## Text to read
>> begin

Professional growers are turning to renting bee colonies and having them trucked long distances to ensure crop pollination. Small-scale farmers and backyard gardeners in particular may see smaller yields and smaller, lower-quality fruits and vegetables as a result of the decimation of wild honeybees. Other pollinators, including other bees, hummingbirds and butterflies, may pick up some of the slack in performing pollination duties, but Tew cautions against thinking of them as the ultimate solution to the honeybee crisis. “A honeybee is a generalist; other types of bees are specific to certain crops,” he says. “We can’t just whimsically switch to different bees and have that solve all the problems.”

Disputing that contention, however, is Dr. Leonard Feldman of the house and garden supplier Whatever Works, which is promoting native Orchard Mason bees as a pollinator alternative. “In addition to being effective pollinators,” Feldman says, “they require minimal attention.” And, he adds, they’re not affected by mites.

>> end

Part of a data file
>> begin

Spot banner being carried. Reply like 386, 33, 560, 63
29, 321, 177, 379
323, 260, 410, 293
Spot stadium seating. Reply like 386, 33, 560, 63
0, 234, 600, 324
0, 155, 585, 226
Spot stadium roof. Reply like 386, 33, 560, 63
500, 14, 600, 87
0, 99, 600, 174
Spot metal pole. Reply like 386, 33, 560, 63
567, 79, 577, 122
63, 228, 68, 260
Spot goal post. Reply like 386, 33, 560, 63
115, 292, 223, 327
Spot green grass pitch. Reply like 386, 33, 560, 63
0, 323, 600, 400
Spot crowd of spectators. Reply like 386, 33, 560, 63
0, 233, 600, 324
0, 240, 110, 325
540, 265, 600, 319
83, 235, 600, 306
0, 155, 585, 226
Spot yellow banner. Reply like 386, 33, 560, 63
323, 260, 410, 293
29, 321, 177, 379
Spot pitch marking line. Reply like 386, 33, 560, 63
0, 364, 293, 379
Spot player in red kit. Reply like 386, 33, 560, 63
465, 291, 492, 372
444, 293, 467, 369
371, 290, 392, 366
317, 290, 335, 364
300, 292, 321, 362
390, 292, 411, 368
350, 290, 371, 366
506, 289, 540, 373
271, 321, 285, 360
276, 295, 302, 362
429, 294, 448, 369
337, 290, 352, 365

>> end
>> begin

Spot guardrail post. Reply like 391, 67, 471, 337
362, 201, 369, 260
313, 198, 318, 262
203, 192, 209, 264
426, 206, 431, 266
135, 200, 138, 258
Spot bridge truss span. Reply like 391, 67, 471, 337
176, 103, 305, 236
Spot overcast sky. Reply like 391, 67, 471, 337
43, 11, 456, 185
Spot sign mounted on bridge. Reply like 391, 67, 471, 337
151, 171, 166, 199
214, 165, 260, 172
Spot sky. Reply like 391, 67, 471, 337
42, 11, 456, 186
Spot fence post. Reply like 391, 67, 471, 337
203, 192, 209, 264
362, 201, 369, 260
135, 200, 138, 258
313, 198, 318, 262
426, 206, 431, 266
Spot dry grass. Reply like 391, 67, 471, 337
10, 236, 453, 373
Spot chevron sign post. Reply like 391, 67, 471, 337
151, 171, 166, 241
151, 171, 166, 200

>> end
>> begin

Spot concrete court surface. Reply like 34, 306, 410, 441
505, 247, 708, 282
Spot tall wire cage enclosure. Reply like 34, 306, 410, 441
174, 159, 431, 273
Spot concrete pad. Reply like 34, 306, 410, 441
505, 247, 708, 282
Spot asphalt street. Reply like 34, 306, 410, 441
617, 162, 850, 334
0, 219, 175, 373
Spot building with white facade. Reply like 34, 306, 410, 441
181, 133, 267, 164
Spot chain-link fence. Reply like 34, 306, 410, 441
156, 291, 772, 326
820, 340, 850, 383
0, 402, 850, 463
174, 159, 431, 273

>> end

## Given task 1
Answer these questions from the text on bee pollination.
(a) What are professional growers renting to ensure crop pollination?
(b) Which house and garden supplier is Dr. Leonard Feldman with?
(c) According to Feldman, what are Orchard Mason bees not affected by?
## Given task 2
In the text on bee pollination, rewrite the paragraph beginning "Disputing that contention" more briefly, keeping its main facts.
## Given task 3
Continue the text on bee pollination from the end of its last paragraph.

## Task result 1
(a) Bee colonies, which are trucked long distances.
(b) Whatever Works.
(c) Mites.

## Task result 2
Dr. Leonard Feldman of the supplier Whatever Works disagrees and promotes native Orchard Mason bees as an alternative pollinator. He says they are effective, need little attention, and are not affected by mites.

## Task result 3
In early October, Florida’s NVID International said that it is testing an environmentally safe liquid disinfectant, Microsafe F-5A, as a bee protectant. “All of our initial studies give us a very high level of confidence that we will be able to kill the fungi and mites without harming the bees or plants,” says NVID President Bob Bunte.

In their recent book The Forgotten Pollinators, entomologists Stephen Buchanan and Gary Paul Nabhan advocate creation of insect preserves, modification of pesticide application practices, and exploration of alternatives to the honeybee for specific crops. “We can no longer afford to risk the security of our food supply on the services of just one insect,” says Buchanan.